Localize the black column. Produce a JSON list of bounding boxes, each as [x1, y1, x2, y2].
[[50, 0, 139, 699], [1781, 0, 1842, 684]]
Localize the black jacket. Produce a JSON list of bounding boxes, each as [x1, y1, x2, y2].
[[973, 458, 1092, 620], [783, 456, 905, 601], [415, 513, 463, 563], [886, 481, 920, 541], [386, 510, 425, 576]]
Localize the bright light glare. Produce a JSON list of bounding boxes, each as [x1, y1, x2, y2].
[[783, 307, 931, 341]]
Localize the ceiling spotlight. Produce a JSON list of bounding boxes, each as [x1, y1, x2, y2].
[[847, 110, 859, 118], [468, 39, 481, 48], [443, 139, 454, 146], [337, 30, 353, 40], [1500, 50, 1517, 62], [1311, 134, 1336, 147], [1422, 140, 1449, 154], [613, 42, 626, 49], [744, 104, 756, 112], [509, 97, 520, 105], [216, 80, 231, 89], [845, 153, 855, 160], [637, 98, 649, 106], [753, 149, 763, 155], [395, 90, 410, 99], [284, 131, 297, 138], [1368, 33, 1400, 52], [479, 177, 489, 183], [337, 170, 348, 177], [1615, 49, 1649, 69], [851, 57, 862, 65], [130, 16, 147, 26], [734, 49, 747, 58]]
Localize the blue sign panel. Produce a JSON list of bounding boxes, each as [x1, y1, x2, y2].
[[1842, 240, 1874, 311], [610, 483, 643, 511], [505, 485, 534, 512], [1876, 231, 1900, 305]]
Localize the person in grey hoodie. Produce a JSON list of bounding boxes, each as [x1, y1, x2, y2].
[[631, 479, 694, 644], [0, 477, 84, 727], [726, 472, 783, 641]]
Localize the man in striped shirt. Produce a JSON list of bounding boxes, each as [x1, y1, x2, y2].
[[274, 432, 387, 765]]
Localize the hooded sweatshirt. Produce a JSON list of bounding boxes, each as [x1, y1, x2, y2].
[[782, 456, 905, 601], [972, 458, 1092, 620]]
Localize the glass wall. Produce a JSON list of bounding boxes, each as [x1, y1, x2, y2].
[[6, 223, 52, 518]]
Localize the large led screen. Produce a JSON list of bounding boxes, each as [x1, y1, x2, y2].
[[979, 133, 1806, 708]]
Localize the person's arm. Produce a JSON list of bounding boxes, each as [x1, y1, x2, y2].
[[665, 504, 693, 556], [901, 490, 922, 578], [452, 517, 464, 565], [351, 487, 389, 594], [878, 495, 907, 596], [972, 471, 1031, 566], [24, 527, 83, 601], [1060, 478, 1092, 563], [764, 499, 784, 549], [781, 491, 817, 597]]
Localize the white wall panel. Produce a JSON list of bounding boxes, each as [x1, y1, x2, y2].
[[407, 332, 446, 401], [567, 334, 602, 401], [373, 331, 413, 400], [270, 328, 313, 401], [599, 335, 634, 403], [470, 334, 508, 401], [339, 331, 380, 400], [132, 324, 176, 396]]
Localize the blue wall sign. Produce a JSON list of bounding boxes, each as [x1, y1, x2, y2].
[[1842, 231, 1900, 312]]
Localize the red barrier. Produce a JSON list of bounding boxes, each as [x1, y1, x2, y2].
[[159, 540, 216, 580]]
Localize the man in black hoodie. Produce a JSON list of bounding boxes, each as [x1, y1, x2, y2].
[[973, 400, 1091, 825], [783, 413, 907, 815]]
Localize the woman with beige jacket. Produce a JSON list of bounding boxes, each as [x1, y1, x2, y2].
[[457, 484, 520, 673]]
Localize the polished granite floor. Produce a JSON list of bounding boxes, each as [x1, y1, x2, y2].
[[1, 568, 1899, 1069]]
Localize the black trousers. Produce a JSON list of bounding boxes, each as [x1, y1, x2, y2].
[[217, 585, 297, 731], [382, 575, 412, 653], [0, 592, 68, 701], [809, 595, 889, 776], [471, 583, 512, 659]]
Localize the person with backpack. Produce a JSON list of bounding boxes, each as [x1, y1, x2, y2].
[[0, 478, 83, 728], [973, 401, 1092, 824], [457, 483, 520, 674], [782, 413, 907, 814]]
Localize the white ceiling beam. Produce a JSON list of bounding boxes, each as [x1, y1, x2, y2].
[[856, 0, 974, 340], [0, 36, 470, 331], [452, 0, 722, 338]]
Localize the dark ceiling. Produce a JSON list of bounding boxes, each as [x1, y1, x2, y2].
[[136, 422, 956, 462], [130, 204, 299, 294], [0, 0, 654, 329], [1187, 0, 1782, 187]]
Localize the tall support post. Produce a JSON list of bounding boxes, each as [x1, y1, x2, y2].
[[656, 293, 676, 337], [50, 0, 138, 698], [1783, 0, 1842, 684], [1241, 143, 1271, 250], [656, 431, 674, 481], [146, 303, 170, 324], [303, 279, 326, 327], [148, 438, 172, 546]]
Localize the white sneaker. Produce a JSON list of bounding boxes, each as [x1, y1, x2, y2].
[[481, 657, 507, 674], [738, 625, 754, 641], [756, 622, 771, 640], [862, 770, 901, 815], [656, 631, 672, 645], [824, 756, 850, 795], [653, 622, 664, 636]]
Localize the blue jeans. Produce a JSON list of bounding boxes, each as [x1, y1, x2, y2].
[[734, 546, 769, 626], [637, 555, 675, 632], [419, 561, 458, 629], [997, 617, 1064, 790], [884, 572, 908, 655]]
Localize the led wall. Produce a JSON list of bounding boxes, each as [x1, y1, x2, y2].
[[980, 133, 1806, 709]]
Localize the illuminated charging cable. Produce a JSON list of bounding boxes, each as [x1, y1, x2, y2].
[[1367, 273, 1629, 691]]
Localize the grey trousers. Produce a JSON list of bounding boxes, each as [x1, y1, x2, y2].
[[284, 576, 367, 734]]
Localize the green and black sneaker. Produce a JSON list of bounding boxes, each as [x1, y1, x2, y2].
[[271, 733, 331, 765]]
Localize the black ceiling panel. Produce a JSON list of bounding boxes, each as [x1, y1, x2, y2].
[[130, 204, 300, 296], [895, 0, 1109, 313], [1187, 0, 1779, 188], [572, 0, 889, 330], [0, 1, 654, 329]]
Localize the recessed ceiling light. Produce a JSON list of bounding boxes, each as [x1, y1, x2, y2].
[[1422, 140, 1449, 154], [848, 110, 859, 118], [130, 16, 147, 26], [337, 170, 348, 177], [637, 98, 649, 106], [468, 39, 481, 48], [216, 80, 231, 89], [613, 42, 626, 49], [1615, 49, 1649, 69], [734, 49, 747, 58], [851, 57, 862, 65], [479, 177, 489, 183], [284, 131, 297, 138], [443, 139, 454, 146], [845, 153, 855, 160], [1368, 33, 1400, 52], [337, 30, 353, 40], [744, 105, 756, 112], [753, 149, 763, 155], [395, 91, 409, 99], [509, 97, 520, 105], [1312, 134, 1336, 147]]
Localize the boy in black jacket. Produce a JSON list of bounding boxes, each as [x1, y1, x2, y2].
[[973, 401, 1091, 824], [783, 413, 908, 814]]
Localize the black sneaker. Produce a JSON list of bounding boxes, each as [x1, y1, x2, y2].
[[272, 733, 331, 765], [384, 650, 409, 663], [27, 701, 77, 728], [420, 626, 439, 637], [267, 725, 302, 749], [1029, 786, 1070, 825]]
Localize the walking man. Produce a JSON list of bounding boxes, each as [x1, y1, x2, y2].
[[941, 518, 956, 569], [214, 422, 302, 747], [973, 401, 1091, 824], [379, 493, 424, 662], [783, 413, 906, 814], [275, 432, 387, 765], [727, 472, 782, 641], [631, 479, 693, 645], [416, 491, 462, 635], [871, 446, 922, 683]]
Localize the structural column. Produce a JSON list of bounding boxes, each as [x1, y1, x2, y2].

━━━━━━━━━━

[The problem] Go through the material and set every line down again exactly.

[Solution to the exercise]
Localize the black column. Produce a JSON list of bounding boxes, each as [x1, y1, x2, y2].
[[50, 0, 139, 699], [1781, 0, 1842, 684]]
Localize the black jacket. Produce a JSON list of bounding boxes, each as [x1, y1, x2, y2].
[[973, 458, 1092, 620], [783, 456, 905, 601], [415, 513, 463, 563], [886, 481, 920, 541], [386, 510, 425, 576]]
Localize the bright light glare. Produce a JSON list of bounding boxes, each as [x1, y1, x2, y2].
[[783, 307, 931, 341]]
Localize the ceiling spotlight. Produce a JSON list of bounding boxes, each as [x1, y1, x2, y2].
[[847, 110, 859, 118], [468, 39, 481, 48], [443, 139, 454, 146], [337, 30, 353, 40], [1500, 50, 1517, 62], [1311, 134, 1336, 147], [1422, 140, 1449, 154], [613, 42, 626, 49], [744, 104, 756, 112], [509, 97, 520, 105], [216, 80, 231, 89], [845, 153, 855, 160], [637, 98, 649, 106], [753, 149, 763, 155], [395, 90, 410, 99], [284, 131, 297, 138], [1368, 33, 1400, 52], [479, 177, 489, 183], [337, 170, 348, 177], [1615, 49, 1649, 69], [851, 57, 862, 65], [130, 16, 147, 26], [734, 49, 747, 58]]
Localize the blue sign panel. Produce a JSON list of bounding boxes, each as [x1, y1, x2, y2].
[[1842, 240, 1874, 311], [610, 483, 643, 511], [505, 485, 534, 512], [1876, 231, 1900, 305]]
Localize the person in grey hoodie. Produce a JSON list of bounding boxes, each as [x1, y1, x2, y2].
[[631, 479, 694, 644], [0, 477, 84, 727], [726, 472, 783, 641]]
Localize the man in striped shirt. Produce a JSON list of bounding boxes, each as [x1, y1, x2, y2].
[[274, 432, 387, 765]]
Localize the hooded sweatshirt. Produce a JSON list of bounding boxes, each as [x1, y1, x2, y2].
[[782, 456, 905, 601], [972, 458, 1092, 620]]
Localize the glass wall. Produce a JSON list of bounding boxes, each as [x1, y1, x2, y2].
[[6, 223, 52, 518]]
Localize the large led screen. Produce a JSON list of bounding boxes, each as [x1, y1, x2, y2].
[[979, 133, 1806, 708]]
Localize the person's arm. Produce a JSON list of bounding boxes, each as [x1, y1, x2, y2].
[[665, 504, 693, 556], [901, 490, 922, 578], [452, 517, 464, 565], [351, 487, 389, 594], [878, 495, 907, 596], [972, 471, 1031, 566], [24, 527, 83, 601], [1060, 478, 1092, 563], [764, 499, 784, 549], [781, 491, 817, 597]]
Localize the white wall panel. Produce a JSON list of bounding boxes, each as [x1, y1, x2, y2].
[[407, 332, 446, 401], [567, 334, 602, 401], [373, 331, 413, 400], [270, 328, 313, 401], [599, 335, 634, 403], [470, 334, 508, 401], [339, 331, 380, 400], [132, 324, 176, 396]]
Localize the blue wall sign. Produce a JSON list of bounding boxes, each as [x1, y1, x2, y2].
[[1842, 231, 1900, 312]]
Localize the red barrier. Produce a JSON list of bounding boxes, each as [x1, y1, x2, y2].
[[159, 540, 216, 580]]
Localize the man in black hoodie. Produce a JSON list of bounding boxes, each as [x1, y1, x2, y2].
[[973, 400, 1091, 825], [783, 413, 907, 815]]
Localize the woman with beige jacket. Produce a JSON list of bounding boxes, each as [x1, y1, x2, y2].
[[457, 484, 520, 673]]
Localize the polished granite floor. Produce a JSON list of bounding boxes, each as [x1, y1, x2, y2].
[[1, 568, 1899, 1069]]
Localize the black trousers. Produce a JSON list of bounding boxes, each as [x1, y1, x2, y2].
[[217, 585, 297, 731], [382, 575, 412, 653], [0, 592, 68, 701], [809, 595, 889, 776], [471, 583, 512, 659]]
Localize the person with backpack. Produce a JSON list of bounding boxes, each as [x1, y1, x2, y2].
[[0, 478, 83, 728], [973, 401, 1092, 824], [457, 483, 520, 674], [782, 413, 907, 814]]
Localize the white ceiling beam. Produce a JSON list of bounding boxes, each as [x1, y1, x2, y2].
[[856, 0, 974, 340], [0, 36, 470, 331], [452, 0, 722, 338]]
Localize the dark ceiling. Produce a JSON list of bounding boxes, each as [x1, y1, x2, y2].
[[136, 422, 956, 462], [130, 204, 299, 294], [0, 0, 654, 329], [1187, 0, 1782, 187]]
Localize the tall support post. Produce a JSON list of bounding boxes, each as [x1, y1, x2, y2].
[[656, 293, 676, 337], [50, 0, 138, 698], [1783, 0, 1842, 684], [1241, 143, 1271, 250], [656, 431, 674, 481], [146, 303, 170, 324], [303, 279, 326, 327], [148, 438, 172, 546]]
Localize the white sneaker. Produce a JSON list of bounding boxes, each as [x1, y1, x2, y2].
[[481, 657, 507, 674], [738, 625, 754, 641], [756, 622, 771, 640], [862, 770, 901, 815], [656, 631, 672, 645], [824, 756, 850, 795], [653, 622, 664, 636]]
Localize the blue jeans. Produce a JSON list of bounding boxes, each as [x1, y1, x2, y2].
[[734, 546, 769, 626], [637, 555, 675, 632], [419, 561, 458, 629], [997, 617, 1064, 790], [884, 572, 908, 655]]
Localize the led wall. Produce a JSON list of bounding boxes, each as [x1, y1, x2, y2].
[[980, 133, 1806, 709]]
Localize the illuminated charging cable. Produce a JSON list of bounding boxes, each as [x1, y1, x2, y2].
[[1367, 273, 1629, 691]]
Localize the grey trousers. Produce a JSON list of bounding boxes, each as [x1, y1, x2, y2].
[[284, 576, 367, 734]]
Localize the green and black sneaker. Produce a JSON list of bounding boxes, each as [x1, y1, x2, y2].
[[271, 733, 331, 765]]
Localize the black ceiling panel. Produce a JSON list of bounding boxes, each as [x1, y1, x2, y2].
[[130, 204, 300, 296], [895, 0, 1109, 313], [1187, 0, 1779, 188], [572, 0, 889, 330], [0, 1, 654, 329]]
Localize the recessed ceiling light. Produce a JSON list of bounding boxes, each as [x1, y1, x2, y2].
[[1422, 140, 1449, 154], [848, 110, 859, 118], [130, 16, 147, 26], [337, 170, 348, 177], [637, 98, 649, 106], [468, 39, 481, 48], [216, 80, 231, 89], [613, 42, 626, 49], [1615, 49, 1649, 69], [734, 49, 747, 58], [851, 57, 862, 65], [479, 177, 489, 183], [284, 131, 297, 138], [443, 139, 454, 146], [845, 153, 855, 160], [1368, 33, 1400, 52], [337, 30, 353, 40], [744, 105, 756, 112], [753, 149, 763, 155], [395, 91, 409, 99], [509, 97, 520, 105], [1312, 134, 1336, 147]]
Localize the boy in black jacket. Produce a JSON list of bounding boxes, each as [x1, y1, x2, y2].
[[973, 401, 1091, 824], [783, 413, 908, 814]]
Localize the black sneaker. Produce a JSON list of bounding boxes, each as [x1, y1, x2, y2].
[[272, 733, 331, 765], [384, 650, 409, 663], [27, 701, 77, 728], [420, 626, 439, 637], [267, 725, 302, 749], [1029, 786, 1070, 825]]
Localize the walking man. Produce a JSON list of bounding boxes, each as [x1, y1, x2, y2].
[[941, 518, 956, 569], [214, 422, 302, 747], [973, 401, 1091, 824], [379, 493, 424, 662], [783, 413, 906, 814], [275, 432, 387, 765], [727, 472, 782, 641], [631, 479, 693, 645], [416, 491, 462, 635], [871, 446, 922, 683]]
Localize the structural column. Produce a JSON list of bounding boxes, each as [x1, y1, x2, y2].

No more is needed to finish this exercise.